- [EXERCISE OBJECTIVE]
Retype the DDPG notebook below in full, with every line and character unchanged.

- [SOURCE TEXT]
# Deep Deterministic Policy Gradients (DDPG)
---
In this notebook, we train DDPG with OpenAI Gym's BipedalWalker-v2 environment.

### 1. Import the Necessary Packages

In [1]:
import gym
import numpy as np
import random
import copy
from collections import namedtuple, deque
from replay_buffer import ReplayBuffer

import tensorflow as tf
from keras import backend as K
from keras.layers import Dense, Input, Add, Activation
from keras.layers import GaussianNoise, Dropout, Concatenate
from keras.models import Model
from keras.optimizers import Adam
import matplotlib.pyplot as plt
%matplotlib inline

from ddpg_agent import Agent

Using TensorFlow backend.


### 2. Instantiate the Environment and Agent

In [2]:
sess = tf.Session()
K.set_session(sess)

env = gym.make('Pendulum-v0')
env.seed(10)
agent = Agent(env, sess,state_size=env.observation_space.shape[0], action_size=env.action_space.shape[0], random_seed=10)
agent.NetworkSummary()
agent.load_network('savedModels/', 'saved.h5')

Instructions for updating:
Colocations handled automatically by placer.
Instructions for updating:
Please use `rate` instead of `keep_prob`. Rate should be set to `rate = 1 - keep_prob`.

- [EXCERPTED DATA]
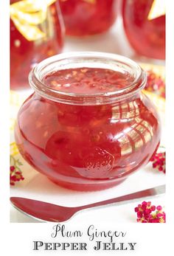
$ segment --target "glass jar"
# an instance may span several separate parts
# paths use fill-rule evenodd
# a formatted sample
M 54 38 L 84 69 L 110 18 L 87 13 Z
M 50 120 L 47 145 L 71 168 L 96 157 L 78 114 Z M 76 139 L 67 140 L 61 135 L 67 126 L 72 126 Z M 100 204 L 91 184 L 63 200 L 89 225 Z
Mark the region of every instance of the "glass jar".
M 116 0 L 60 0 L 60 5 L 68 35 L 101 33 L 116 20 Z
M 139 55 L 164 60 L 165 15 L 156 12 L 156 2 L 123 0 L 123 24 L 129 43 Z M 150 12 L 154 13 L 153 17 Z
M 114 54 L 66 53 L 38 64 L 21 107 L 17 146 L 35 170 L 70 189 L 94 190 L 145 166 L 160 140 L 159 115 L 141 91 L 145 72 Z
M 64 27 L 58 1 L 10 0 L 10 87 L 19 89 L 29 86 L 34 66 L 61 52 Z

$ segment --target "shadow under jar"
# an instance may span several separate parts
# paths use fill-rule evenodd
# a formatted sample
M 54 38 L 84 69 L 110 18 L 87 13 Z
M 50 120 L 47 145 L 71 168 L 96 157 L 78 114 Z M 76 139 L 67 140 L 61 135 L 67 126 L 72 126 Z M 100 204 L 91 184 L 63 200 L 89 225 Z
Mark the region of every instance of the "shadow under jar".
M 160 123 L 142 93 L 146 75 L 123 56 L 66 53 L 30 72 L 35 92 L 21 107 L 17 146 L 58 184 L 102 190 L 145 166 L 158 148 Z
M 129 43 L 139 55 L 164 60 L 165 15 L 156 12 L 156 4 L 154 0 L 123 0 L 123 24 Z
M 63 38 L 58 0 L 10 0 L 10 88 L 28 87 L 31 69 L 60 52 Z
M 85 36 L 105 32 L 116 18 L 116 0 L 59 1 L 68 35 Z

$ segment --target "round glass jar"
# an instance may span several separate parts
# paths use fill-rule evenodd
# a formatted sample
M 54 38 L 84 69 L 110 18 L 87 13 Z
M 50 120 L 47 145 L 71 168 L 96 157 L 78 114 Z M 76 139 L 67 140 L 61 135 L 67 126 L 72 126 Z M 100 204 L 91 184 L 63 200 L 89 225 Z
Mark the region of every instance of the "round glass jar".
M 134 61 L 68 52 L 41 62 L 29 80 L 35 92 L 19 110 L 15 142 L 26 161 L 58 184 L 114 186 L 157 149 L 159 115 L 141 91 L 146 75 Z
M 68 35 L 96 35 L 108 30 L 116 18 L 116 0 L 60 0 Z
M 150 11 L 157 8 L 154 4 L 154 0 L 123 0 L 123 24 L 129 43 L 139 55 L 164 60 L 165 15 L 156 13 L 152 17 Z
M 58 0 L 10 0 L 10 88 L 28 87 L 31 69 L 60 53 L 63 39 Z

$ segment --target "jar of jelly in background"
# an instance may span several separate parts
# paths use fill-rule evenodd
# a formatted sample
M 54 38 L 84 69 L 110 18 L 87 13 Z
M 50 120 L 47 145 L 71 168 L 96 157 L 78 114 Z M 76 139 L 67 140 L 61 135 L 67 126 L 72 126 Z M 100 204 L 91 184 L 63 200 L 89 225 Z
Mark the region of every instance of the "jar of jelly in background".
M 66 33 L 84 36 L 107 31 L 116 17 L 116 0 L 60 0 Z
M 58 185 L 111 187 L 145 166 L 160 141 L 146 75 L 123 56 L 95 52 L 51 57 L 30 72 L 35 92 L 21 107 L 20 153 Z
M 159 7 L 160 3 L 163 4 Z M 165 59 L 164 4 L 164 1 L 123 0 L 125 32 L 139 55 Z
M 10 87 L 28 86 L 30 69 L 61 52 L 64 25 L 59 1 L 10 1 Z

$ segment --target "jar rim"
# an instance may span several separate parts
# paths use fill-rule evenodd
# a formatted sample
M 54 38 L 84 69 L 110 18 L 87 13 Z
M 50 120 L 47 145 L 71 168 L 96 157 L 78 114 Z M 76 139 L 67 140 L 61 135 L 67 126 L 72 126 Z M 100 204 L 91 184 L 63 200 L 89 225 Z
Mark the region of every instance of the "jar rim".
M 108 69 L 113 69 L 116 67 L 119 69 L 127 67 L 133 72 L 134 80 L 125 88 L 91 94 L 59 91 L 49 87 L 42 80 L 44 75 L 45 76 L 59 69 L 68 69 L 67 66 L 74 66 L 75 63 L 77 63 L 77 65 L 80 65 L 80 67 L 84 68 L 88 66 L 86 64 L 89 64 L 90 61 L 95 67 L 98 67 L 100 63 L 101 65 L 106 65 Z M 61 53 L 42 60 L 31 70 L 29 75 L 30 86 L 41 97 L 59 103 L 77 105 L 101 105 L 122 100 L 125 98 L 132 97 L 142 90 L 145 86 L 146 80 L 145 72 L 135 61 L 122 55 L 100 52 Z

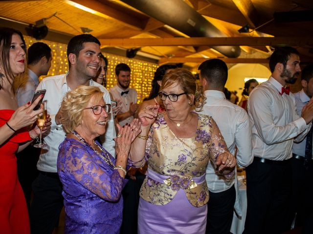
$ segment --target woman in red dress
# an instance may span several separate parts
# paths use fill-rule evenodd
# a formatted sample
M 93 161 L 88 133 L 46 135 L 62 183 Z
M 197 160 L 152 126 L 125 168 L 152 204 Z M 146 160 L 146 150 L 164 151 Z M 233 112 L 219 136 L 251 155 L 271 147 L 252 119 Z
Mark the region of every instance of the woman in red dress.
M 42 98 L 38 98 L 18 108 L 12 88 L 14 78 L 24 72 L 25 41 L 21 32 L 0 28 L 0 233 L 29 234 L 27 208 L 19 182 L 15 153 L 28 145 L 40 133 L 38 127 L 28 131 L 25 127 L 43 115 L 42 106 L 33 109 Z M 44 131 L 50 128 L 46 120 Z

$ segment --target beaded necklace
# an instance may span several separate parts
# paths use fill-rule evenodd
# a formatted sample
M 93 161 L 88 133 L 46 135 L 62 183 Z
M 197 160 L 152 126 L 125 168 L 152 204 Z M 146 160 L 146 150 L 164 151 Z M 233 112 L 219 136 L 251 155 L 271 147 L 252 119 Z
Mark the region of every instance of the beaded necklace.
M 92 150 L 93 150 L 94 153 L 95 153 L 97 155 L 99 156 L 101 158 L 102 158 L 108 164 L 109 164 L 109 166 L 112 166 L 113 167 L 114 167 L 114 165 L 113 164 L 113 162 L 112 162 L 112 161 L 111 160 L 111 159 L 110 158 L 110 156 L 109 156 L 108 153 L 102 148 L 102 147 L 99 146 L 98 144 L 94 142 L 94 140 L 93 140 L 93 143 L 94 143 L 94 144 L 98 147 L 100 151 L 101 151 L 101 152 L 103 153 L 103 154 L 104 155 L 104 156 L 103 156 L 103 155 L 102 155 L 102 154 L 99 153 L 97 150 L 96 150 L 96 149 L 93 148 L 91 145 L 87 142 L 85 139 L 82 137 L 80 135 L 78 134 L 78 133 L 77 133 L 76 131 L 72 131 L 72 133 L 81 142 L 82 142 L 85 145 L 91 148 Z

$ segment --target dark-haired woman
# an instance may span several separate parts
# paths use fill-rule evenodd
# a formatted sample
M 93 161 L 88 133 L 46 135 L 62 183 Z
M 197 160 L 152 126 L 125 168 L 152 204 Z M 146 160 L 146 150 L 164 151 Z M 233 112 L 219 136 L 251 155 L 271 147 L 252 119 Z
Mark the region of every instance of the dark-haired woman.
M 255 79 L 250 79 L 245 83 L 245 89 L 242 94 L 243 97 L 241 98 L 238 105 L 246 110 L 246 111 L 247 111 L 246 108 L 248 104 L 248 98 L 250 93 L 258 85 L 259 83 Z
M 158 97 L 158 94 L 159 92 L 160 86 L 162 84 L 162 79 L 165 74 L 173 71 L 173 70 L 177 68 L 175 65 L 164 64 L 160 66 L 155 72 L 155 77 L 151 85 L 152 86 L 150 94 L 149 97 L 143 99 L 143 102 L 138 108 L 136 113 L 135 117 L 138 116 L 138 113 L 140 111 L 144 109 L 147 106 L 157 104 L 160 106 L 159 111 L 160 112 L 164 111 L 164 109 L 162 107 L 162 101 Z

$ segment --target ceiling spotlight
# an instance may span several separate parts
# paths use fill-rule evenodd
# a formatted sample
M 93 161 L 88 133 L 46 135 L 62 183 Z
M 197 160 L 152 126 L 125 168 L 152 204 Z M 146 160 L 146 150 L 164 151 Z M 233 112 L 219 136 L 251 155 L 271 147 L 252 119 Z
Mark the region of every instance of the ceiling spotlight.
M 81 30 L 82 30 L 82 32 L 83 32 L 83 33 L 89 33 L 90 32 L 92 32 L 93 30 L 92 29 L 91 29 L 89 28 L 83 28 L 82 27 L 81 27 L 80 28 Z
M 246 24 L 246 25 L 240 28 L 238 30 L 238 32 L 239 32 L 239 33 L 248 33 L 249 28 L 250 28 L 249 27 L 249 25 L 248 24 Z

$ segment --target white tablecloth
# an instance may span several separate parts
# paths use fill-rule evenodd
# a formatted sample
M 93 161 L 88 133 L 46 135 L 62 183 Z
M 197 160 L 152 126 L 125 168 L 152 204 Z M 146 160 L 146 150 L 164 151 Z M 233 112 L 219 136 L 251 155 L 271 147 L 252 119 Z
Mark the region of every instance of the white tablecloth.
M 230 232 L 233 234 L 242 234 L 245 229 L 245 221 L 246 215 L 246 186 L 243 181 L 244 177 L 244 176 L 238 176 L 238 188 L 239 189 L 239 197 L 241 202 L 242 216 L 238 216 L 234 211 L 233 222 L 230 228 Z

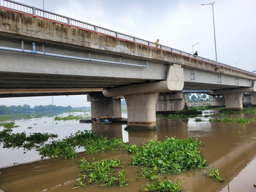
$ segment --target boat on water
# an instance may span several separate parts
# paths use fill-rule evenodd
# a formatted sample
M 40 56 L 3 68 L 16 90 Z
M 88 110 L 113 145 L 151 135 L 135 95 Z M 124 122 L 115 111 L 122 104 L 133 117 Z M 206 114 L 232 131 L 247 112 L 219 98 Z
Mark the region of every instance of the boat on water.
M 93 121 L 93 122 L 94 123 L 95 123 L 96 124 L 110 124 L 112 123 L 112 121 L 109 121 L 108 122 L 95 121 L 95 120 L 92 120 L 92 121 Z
...
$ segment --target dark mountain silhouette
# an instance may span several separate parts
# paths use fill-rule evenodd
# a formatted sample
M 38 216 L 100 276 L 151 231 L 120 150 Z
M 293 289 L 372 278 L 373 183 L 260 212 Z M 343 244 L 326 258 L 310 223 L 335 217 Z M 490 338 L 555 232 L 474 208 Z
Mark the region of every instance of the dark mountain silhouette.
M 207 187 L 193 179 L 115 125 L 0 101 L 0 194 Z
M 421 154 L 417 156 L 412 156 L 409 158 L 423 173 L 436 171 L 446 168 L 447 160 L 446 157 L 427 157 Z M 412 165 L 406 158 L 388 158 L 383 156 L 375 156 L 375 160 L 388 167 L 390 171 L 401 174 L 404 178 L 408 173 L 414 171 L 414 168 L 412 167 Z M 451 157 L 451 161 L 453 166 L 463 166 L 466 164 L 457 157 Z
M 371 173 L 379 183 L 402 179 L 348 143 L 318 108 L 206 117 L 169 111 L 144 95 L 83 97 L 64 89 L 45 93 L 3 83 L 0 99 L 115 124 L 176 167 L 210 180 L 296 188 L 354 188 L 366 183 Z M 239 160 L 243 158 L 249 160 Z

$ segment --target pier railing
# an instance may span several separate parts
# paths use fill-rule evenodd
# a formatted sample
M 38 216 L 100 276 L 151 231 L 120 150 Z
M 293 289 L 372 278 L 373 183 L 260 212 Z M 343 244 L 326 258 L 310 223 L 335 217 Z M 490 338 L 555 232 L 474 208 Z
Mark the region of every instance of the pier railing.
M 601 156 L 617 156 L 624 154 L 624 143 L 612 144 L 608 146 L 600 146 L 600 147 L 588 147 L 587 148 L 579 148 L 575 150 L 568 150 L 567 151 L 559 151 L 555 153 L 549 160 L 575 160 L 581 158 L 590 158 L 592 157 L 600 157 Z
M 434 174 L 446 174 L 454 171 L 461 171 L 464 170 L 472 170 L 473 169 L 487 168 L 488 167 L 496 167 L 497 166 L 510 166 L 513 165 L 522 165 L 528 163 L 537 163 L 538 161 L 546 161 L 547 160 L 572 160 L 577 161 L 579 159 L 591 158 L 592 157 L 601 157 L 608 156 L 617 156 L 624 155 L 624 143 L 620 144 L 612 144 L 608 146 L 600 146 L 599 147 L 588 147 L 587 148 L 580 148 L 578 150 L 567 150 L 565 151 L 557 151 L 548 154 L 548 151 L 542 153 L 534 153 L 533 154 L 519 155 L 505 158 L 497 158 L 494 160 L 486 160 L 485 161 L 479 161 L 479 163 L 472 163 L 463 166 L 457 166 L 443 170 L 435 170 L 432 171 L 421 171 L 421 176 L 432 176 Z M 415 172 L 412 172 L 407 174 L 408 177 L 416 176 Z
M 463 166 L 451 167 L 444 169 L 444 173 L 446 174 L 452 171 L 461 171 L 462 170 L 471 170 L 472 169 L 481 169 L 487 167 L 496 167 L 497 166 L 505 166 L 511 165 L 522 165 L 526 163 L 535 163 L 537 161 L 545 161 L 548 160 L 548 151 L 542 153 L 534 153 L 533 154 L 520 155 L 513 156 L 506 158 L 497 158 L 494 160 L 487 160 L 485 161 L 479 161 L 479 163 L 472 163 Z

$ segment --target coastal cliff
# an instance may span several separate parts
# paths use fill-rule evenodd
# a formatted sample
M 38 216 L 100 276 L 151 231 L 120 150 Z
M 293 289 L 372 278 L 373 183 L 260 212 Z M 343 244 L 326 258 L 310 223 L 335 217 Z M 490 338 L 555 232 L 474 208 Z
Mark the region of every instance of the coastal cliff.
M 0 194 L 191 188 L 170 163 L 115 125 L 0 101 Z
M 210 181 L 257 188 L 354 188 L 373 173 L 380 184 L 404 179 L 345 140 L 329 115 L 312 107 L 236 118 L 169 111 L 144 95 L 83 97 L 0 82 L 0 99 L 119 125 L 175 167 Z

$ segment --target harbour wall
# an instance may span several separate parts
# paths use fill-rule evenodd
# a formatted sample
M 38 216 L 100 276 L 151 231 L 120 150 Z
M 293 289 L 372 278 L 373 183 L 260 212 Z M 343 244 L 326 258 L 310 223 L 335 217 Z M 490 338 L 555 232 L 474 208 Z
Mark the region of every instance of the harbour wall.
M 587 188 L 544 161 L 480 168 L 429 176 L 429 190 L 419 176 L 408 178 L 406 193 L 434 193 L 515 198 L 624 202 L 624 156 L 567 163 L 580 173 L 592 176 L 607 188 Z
---
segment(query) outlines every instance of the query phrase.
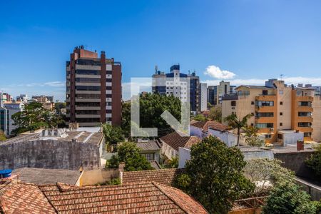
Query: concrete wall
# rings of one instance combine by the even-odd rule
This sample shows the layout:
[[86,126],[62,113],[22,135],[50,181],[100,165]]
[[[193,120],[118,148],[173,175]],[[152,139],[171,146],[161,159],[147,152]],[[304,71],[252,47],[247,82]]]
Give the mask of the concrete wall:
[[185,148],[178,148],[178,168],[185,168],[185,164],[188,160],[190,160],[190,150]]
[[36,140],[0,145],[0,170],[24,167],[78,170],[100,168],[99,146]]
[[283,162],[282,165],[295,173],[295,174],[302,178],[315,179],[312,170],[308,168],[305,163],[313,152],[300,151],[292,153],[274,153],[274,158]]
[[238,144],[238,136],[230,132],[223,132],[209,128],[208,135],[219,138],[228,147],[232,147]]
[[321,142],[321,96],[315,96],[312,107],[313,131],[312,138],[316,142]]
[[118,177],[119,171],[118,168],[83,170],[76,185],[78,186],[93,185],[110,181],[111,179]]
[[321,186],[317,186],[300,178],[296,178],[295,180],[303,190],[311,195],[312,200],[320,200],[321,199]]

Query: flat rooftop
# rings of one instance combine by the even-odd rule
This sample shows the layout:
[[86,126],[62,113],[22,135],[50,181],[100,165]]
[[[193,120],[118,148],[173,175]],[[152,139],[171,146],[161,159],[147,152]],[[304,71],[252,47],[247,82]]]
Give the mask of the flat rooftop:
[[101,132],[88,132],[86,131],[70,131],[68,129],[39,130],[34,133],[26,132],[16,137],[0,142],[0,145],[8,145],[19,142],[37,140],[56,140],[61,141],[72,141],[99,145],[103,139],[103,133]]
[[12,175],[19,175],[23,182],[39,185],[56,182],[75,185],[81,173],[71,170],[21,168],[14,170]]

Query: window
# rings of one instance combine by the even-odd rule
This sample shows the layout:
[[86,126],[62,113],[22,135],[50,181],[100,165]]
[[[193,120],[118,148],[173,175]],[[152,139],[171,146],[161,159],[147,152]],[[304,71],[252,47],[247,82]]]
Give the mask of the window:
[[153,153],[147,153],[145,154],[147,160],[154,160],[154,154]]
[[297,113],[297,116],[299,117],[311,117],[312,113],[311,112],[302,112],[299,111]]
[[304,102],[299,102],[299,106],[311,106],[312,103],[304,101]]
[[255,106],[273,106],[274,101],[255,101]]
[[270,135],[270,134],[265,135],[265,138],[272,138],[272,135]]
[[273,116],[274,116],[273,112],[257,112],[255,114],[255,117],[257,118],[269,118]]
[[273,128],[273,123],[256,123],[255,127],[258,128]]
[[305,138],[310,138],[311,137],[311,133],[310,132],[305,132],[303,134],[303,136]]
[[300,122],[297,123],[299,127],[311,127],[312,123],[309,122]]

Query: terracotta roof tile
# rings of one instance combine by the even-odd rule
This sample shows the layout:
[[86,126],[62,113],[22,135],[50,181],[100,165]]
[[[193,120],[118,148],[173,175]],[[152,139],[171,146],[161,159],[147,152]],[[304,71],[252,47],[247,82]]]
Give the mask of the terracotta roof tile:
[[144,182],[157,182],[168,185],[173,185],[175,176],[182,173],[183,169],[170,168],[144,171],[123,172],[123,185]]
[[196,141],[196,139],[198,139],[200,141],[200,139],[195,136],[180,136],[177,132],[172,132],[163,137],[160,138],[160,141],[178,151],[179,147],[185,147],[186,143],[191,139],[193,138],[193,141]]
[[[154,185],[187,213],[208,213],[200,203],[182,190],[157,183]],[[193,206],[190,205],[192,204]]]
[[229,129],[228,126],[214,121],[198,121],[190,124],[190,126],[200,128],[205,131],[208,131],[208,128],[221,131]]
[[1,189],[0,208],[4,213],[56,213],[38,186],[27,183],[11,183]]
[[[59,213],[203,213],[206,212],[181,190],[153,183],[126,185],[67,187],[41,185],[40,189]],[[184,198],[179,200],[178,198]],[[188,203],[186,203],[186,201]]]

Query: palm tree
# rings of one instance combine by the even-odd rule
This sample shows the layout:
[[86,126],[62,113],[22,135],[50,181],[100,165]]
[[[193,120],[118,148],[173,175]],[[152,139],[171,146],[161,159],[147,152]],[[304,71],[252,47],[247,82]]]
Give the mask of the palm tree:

- [SOLUTION FOR THIS EXERCISE]
# Deep Deterministic Policy Gradients (DDPG)
---
In this notebook, we train DDPG with OpenAI Gym's BipedalWalker-v2 environment.

### 1. Import the Necessary Packages

In [1]:
import gym
import numpy as np
import random
import copy
from collections import namedtuple, deque
from replay_buffer import ReplayBuffer

import tensorflow as tf
from keras import backend as K
from keras.layers import Dense, Input, Add, Activation
from keras.layers import GaussianNoise, Dropout, Concatenate
from keras.models import Model
from keras.optimizers import Adam
import matplotlib.pyplot as plt
%matplotlib inline

from ddpg_agent import Agent

Using TensorFlow backend.


### 2. Instantiate the Environment and Agent

In [2]:
sess = tf.Session()
K.set_session(sess)

env = gym.make('Pendulum-v0')
env.seed(10)
agent = Agent(env, sess,state_size=env.observation_space.shape[0], action_size=env.action_space.shape[0], random_seed=10)
agent.NetworkSummary()
agent.load_network('savedModels/', 'saved.h5')

Instructions for updating:
Colocations handled automatically by placer.
Instructions for updating:
Please use `rate` instead of `keep_prob`. Rate should be set to `rate = 1 - keep_prob`.